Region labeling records

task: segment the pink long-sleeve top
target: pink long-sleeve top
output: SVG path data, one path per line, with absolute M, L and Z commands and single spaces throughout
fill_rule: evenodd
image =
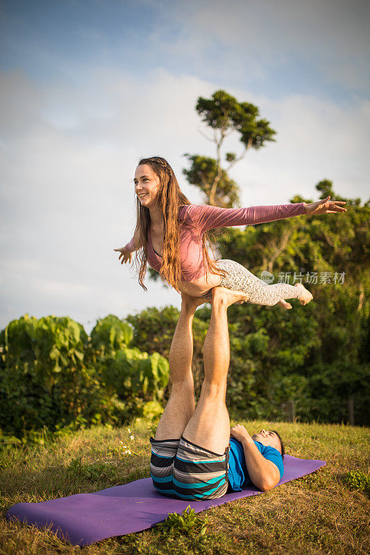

EXERCISE DETAILS:
Reproduce every line of the records above word for word, leaving out the pictures.

RESULT:
task: segment the pink long-sleeve top
target: pink long-sleeve top
output: SVG path data, one path per line, with absolute M, L and Z commands and single spaces throughout
fill_rule: evenodd
image =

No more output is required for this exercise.